# 一元线性回归

## 1. 读取数据
数据处理包括：数据分析、清理，数据集划分等

In [None]:
import numpy as np 
import pandas as pd

In [None]:
# 使用pandas读取csv数据
data = pd.read_csv('data/advertising/advertising.csv')
# 打印前5行
data.head()

本题的要求是，针对TV,  Radio, Newspaper三个特征，使用训练集训练三个一元线性回归模型，对比其在测试集上的MAE和RMSE，并且要绘制曲线。

所以我们只保留这三列与标记这一列，总共四列的数据即可

In [None]:
# 保留有用数据
features = ['TV', 'Radio', 'Newspaper']
target = 'Sales'
data = data[features + [target]]
data.head()

## 2. 打乱数据顺序

In [None]:
from sklearn.utils import shuffle

In [None]:
data_shuffled = shuffle(data, random_state = 32) # 这个32不要改变

In [None]:
data_shuffled.head()

## 3. 取前70%的数据为训练集，后30%为测试集

In [None]:
num_of_samples = data_shuffled.shape[0]
split_line = int(num_of_samples * 0.7)
train_data = data.iloc[:split_line]
test_data = data.iloc[split_line:]
data.shape

In [None]:
train_data.shape

In [None]:
test_data.shape

## 4. 编写模型

In [None]:
def get_w(x, y):
    '''
    这个函数是计算模型w的值的函数，
    传入的参数分别是x和y，表示数据与标记
    '''
    m = len(x)
    x_mean = np.mean(x)
    numerator = np.sum((x-x_mean)*(y-np.mean(y)))
    denominator = np.sum((x-x_mean)**2)
    w = numerator/denominator
    return w

In [None]:
def get_b(x, y, w):
    '''
    这个函数是计算模型b的值的函数，
    传入的参数分别是x, y, w，表示数据，标记以及模型的w值
    '''
    m = len(x)
    b = np.mean(y)-w*np.mean(x)
    return b

下面这个类，就是一个最简单的一元线性回归的类，我们已经帮你实现好了三个方法

In [None]:
class myLinearRegression:
    def __init__(self):
        '''
        类的初始化方法，不需要初始化的参数
        这里设置了两个成员变量，用来存储模型w和b的值
        '''
        self.w = None
        self.b = None
    
    def fit(self, x, y):
        '''
        这里需要编写训练的函数，也就是调用模型的fit方法，传入特征x的数据和标记y的数据
        这个方法就可以求解出w和b
        '''
        self.w = get_w(x, y)
        self.b = get_b(x, y, self.w)
        
    def predict(self, x):
        '''
        这是预测的函数，传入特征的数据，返回模型预测的结果
        '''
        if self.w == None or self.b == None:
            print("模型还未训练，请先调用fit方法训练")
            return 
        
        return self.w * x + self.b

## 5. 预测

In [None]:
model1 = myLinearRegression()

- [所给数据]:

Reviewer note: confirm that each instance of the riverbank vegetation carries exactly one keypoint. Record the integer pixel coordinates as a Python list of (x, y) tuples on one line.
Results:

- [任务要求]:
把上面讲一元线性回归的那份材料里，从“denominator = np.sum((x-x_mean)**2)”到“b = np.mean(y)-w*np.mean(x)”这一段，一字不改地照抄下来。

- [任务回答]:
denominator = np.sum((x-x_mean)**2)
    w = numerator/denominator
    return w

In [None]:
def get_b(x, y, w):
    '''
    这个函数是计算模型b的值的函数，
    传入的参数分别是x, y, w，表示数据，标记以及模型的w值
    '''
    m = len(x)
    b = np.mean(y)-w*np.mean(x)